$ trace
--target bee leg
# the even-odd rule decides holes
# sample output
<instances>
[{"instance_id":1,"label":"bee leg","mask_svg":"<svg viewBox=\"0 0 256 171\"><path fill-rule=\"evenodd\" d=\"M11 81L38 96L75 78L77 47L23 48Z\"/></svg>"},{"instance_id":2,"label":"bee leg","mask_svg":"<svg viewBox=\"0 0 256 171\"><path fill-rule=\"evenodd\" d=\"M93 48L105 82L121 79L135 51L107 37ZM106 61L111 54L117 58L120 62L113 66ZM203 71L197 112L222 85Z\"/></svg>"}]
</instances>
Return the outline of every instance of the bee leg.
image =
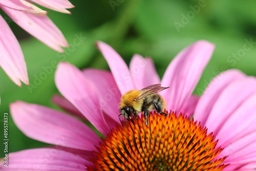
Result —
<instances>
[{"instance_id":1,"label":"bee leg","mask_svg":"<svg viewBox=\"0 0 256 171\"><path fill-rule=\"evenodd\" d=\"M135 111L133 111L133 115L135 117L135 118L138 120L138 115L137 114Z\"/></svg>"},{"instance_id":2,"label":"bee leg","mask_svg":"<svg viewBox=\"0 0 256 171\"><path fill-rule=\"evenodd\" d=\"M157 104L157 103L155 101L153 101L153 103L157 113L160 114L161 115L163 115L163 116L168 116L168 115L167 114L162 112L162 109L160 109L160 108Z\"/></svg>"},{"instance_id":3,"label":"bee leg","mask_svg":"<svg viewBox=\"0 0 256 171\"><path fill-rule=\"evenodd\" d=\"M121 123L121 124L122 124L122 121L121 121L121 119L120 119L120 116L121 115L122 115L122 114L120 114L119 115L118 115L118 118L119 118L120 123Z\"/></svg>"},{"instance_id":4,"label":"bee leg","mask_svg":"<svg viewBox=\"0 0 256 171\"><path fill-rule=\"evenodd\" d=\"M148 111L146 109L145 109L144 110L144 117L145 117L145 124L146 124L146 126L147 126L148 124L148 121L147 121L147 116L148 116Z\"/></svg>"}]
</instances>

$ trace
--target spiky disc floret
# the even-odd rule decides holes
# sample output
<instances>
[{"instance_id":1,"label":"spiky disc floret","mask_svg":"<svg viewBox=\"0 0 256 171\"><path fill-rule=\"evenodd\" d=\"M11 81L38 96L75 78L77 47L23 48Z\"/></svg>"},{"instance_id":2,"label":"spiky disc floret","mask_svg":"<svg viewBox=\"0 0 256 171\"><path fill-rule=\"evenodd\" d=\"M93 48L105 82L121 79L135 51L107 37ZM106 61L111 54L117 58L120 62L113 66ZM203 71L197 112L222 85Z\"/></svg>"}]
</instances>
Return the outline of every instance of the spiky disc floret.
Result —
<instances>
[{"instance_id":1,"label":"spiky disc floret","mask_svg":"<svg viewBox=\"0 0 256 171\"><path fill-rule=\"evenodd\" d=\"M89 170L221 170L226 157L215 159L222 149L218 141L193 119L173 113L156 113L146 126L139 118L118 125L100 143L95 168Z\"/></svg>"}]
</instances>

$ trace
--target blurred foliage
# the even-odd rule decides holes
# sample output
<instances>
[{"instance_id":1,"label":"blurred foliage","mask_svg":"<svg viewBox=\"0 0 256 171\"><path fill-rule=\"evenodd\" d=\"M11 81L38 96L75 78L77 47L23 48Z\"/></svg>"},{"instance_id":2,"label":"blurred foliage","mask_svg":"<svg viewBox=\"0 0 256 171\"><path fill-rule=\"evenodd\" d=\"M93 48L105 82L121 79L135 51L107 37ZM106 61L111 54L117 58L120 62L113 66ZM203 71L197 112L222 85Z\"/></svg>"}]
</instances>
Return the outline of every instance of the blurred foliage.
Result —
<instances>
[{"instance_id":1,"label":"blurred foliage","mask_svg":"<svg viewBox=\"0 0 256 171\"><path fill-rule=\"evenodd\" d=\"M113 1L118 5L112 7L110 3ZM226 0L70 2L76 6L70 10L72 15L51 10L48 14L71 45L71 48L65 49L65 54L52 50L15 23L10 23L23 49L30 82L38 86L32 90L26 85L20 88L1 70L0 121L3 121L4 112L10 114L9 104L16 100L58 109L51 101L52 95L58 92L54 80L56 66L51 67L52 62L65 60L80 69L108 69L106 62L94 46L97 40L111 45L127 63L135 53L151 56L161 77L172 59L183 48L199 39L212 42L216 45L216 50L198 85L199 89L204 89L213 77L228 69L237 68L247 75L256 75L254 0L235 0L232 3ZM0 13L4 15L2 11ZM177 29L177 24L182 27ZM79 35L86 39L80 45L71 48L73 41ZM255 42L251 49L239 60L229 58L243 49L246 43L245 40ZM46 68L49 69L49 73L38 83L36 78ZM196 89L195 93L200 95L202 92L197 91L199 89ZM10 117L9 126L10 152L45 145L27 138Z\"/></svg>"}]
</instances>

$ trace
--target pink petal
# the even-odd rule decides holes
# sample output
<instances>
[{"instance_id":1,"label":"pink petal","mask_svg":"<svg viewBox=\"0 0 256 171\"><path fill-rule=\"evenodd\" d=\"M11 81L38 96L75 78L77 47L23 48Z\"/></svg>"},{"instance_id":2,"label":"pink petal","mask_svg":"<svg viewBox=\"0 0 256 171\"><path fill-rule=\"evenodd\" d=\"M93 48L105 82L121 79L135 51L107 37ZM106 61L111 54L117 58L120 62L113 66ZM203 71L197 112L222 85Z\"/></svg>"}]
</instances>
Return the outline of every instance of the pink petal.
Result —
<instances>
[{"instance_id":1,"label":"pink petal","mask_svg":"<svg viewBox=\"0 0 256 171\"><path fill-rule=\"evenodd\" d=\"M70 12L67 10L66 8L75 7L68 0L32 0L32 1L46 8L65 13L70 14Z\"/></svg>"},{"instance_id":2,"label":"pink petal","mask_svg":"<svg viewBox=\"0 0 256 171\"><path fill-rule=\"evenodd\" d=\"M83 72L95 87L99 97L101 110L114 120L119 122L118 104L121 94L111 73L93 69L84 70Z\"/></svg>"},{"instance_id":3,"label":"pink petal","mask_svg":"<svg viewBox=\"0 0 256 171\"><path fill-rule=\"evenodd\" d=\"M180 52L169 65L161 81L169 89L161 92L167 102L167 109L181 111L189 100L203 70L210 58L214 45L200 40Z\"/></svg>"},{"instance_id":4,"label":"pink petal","mask_svg":"<svg viewBox=\"0 0 256 171\"><path fill-rule=\"evenodd\" d=\"M229 84L221 93L205 122L209 132L217 135L241 104L256 92L256 79L247 78Z\"/></svg>"},{"instance_id":5,"label":"pink petal","mask_svg":"<svg viewBox=\"0 0 256 171\"><path fill-rule=\"evenodd\" d=\"M23 150L8 155L7 167L1 162L2 171L85 170L91 162L77 155L57 148L41 148Z\"/></svg>"},{"instance_id":6,"label":"pink petal","mask_svg":"<svg viewBox=\"0 0 256 171\"><path fill-rule=\"evenodd\" d=\"M69 46L61 32L47 16L38 16L5 7L2 9L23 29L54 50L63 52Z\"/></svg>"},{"instance_id":7,"label":"pink petal","mask_svg":"<svg viewBox=\"0 0 256 171\"><path fill-rule=\"evenodd\" d=\"M71 103L63 97L55 94L52 98L52 101L56 105L60 106L64 111L75 115L83 120L87 120L83 114L80 112Z\"/></svg>"},{"instance_id":8,"label":"pink petal","mask_svg":"<svg viewBox=\"0 0 256 171\"><path fill-rule=\"evenodd\" d=\"M136 88L139 90L160 82L154 62L150 58L134 55L131 61L130 69Z\"/></svg>"},{"instance_id":9,"label":"pink petal","mask_svg":"<svg viewBox=\"0 0 256 171\"><path fill-rule=\"evenodd\" d=\"M93 84L83 73L68 62L60 62L55 72L59 91L101 133L110 130L100 110L99 98Z\"/></svg>"},{"instance_id":10,"label":"pink petal","mask_svg":"<svg viewBox=\"0 0 256 171\"><path fill-rule=\"evenodd\" d=\"M184 106L181 109L183 114L189 117L191 117L195 113L195 109L199 99L199 97L196 95L192 95L188 100L187 103L184 105Z\"/></svg>"},{"instance_id":11,"label":"pink petal","mask_svg":"<svg viewBox=\"0 0 256 171\"><path fill-rule=\"evenodd\" d=\"M226 135L230 133L227 133ZM250 149L250 152L255 152L256 148L252 148L256 146L256 132L250 133L247 135L244 136L243 137L240 137L234 141L230 142L230 143L227 146L224 145L222 147L224 147L224 149L219 154L219 157L229 156L227 158L227 161L231 161L234 158L237 158L239 156L245 156L246 152L246 149ZM219 142L218 142L219 145ZM221 144L221 145L222 145ZM254 155L256 156L256 153L254 153Z\"/></svg>"},{"instance_id":12,"label":"pink petal","mask_svg":"<svg viewBox=\"0 0 256 171\"><path fill-rule=\"evenodd\" d=\"M60 112L22 101L10 106L17 126L26 135L48 143L92 150L97 135L81 121Z\"/></svg>"},{"instance_id":13,"label":"pink petal","mask_svg":"<svg viewBox=\"0 0 256 171\"><path fill-rule=\"evenodd\" d=\"M0 5L38 16L45 15L48 13L25 0L0 0Z\"/></svg>"},{"instance_id":14,"label":"pink petal","mask_svg":"<svg viewBox=\"0 0 256 171\"><path fill-rule=\"evenodd\" d=\"M203 126L211 110L222 91L236 80L245 78L245 75L237 70L229 70L218 75L210 81L201 97L196 108L194 119L200 120Z\"/></svg>"},{"instance_id":15,"label":"pink petal","mask_svg":"<svg viewBox=\"0 0 256 171\"><path fill-rule=\"evenodd\" d=\"M29 84L27 67L22 49L11 29L0 15L0 66L17 85Z\"/></svg>"},{"instance_id":16,"label":"pink petal","mask_svg":"<svg viewBox=\"0 0 256 171\"><path fill-rule=\"evenodd\" d=\"M228 156L224 163L229 170L237 169L256 160L256 132L249 134L224 148L218 157ZM253 167L251 167L252 168Z\"/></svg>"},{"instance_id":17,"label":"pink petal","mask_svg":"<svg viewBox=\"0 0 256 171\"><path fill-rule=\"evenodd\" d=\"M216 135L217 138L219 139L218 144L222 147L256 131L255 93L253 96L245 100L233 113L223 123L220 132ZM239 124L239 126L238 126L238 123Z\"/></svg>"},{"instance_id":18,"label":"pink petal","mask_svg":"<svg viewBox=\"0 0 256 171\"><path fill-rule=\"evenodd\" d=\"M98 41L96 46L109 64L121 94L134 89L133 78L122 57L109 45Z\"/></svg>"}]
</instances>

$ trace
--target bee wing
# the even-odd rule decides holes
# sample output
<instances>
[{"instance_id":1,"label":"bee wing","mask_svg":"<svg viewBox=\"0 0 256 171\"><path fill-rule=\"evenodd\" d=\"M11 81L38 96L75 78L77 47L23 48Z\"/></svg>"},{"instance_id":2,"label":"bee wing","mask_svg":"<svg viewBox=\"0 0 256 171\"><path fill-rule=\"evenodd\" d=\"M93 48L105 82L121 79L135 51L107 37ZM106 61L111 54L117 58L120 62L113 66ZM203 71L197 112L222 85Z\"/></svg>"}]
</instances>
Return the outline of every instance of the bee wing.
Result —
<instances>
[{"instance_id":1,"label":"bee wing","mask_svg":"<svg viewBox=\"0 0 256 171\"><path fill-rule=\"evenodd\" d=\"M152 94L160 92L165 89L169 88L169 87L161 87L161 84L153 84L148 86L144 89L141 89L140 91L142 92L142 93L139 96L138 96L135 100L138 100L146 97L147 96L151 95Z\"/></svg>"}]
</instances>

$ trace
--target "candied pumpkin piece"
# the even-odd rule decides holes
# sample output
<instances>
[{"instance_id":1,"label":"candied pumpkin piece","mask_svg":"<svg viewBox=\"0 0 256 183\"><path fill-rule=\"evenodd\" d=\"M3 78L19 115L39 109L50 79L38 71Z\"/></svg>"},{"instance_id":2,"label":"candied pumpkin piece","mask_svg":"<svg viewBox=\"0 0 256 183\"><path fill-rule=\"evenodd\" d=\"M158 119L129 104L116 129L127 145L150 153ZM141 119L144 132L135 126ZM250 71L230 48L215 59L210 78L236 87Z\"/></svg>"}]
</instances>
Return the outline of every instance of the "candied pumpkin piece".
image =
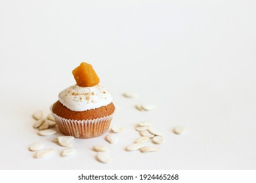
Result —
<instances>
[{"instance_id":1,"label":"candied pumpkin piece","mask_svg":"<svg viewBox=\"0 0 256 183\"><path fill-rule=\"evenodd\" d=\"M93 86L100 82L100 78L93 66L85 62L81 63L79 66L73 70L72 74L79 86Z\"/></svg>"}]
</instances>

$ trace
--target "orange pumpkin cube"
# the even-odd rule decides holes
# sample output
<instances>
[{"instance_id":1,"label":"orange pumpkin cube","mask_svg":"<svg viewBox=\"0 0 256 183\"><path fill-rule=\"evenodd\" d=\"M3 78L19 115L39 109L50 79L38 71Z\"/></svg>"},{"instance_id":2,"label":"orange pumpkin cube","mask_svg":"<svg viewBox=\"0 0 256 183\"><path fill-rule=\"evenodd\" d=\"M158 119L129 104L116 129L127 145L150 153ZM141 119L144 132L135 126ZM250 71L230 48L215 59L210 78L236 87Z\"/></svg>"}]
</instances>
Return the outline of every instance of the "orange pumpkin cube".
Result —
<instances>
[{"instance_id":1,"label":"orange pumpkin cube","mask_svg":"<svg viewBox=\"0 0 256 183\"><path fill-rule=\"evenodd\" d=\"M85 62L82 62L79 66L74 69L72 74L79 86L93 86L100 82L100 78L93 66Z\"/></svg>"}]
</instances>

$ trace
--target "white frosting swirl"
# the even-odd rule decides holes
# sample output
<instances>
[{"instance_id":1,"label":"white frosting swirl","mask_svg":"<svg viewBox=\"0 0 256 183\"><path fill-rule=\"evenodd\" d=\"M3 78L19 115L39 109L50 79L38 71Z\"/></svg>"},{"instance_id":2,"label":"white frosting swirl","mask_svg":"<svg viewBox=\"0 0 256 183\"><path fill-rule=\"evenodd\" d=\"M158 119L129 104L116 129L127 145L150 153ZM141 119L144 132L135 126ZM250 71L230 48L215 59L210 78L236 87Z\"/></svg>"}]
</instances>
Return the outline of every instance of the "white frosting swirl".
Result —
<instances>
[{"instance_id":1,"label":"white frosting swirl","mask_svg":"<svg viewBox=\"0 0 256 183\"><path fill-rule=\"evenodd\" d=\"M61 103L71 110L84 111L106 106L112 101L110 92L100 85L80 87L70 86L58 94Z\"/></svg>"}]
</instances>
____________________
Exercise prompt
Work out how many lines of the records above contain the string "every" with the same capitalization, and reply with only that number.

Exercise answer
8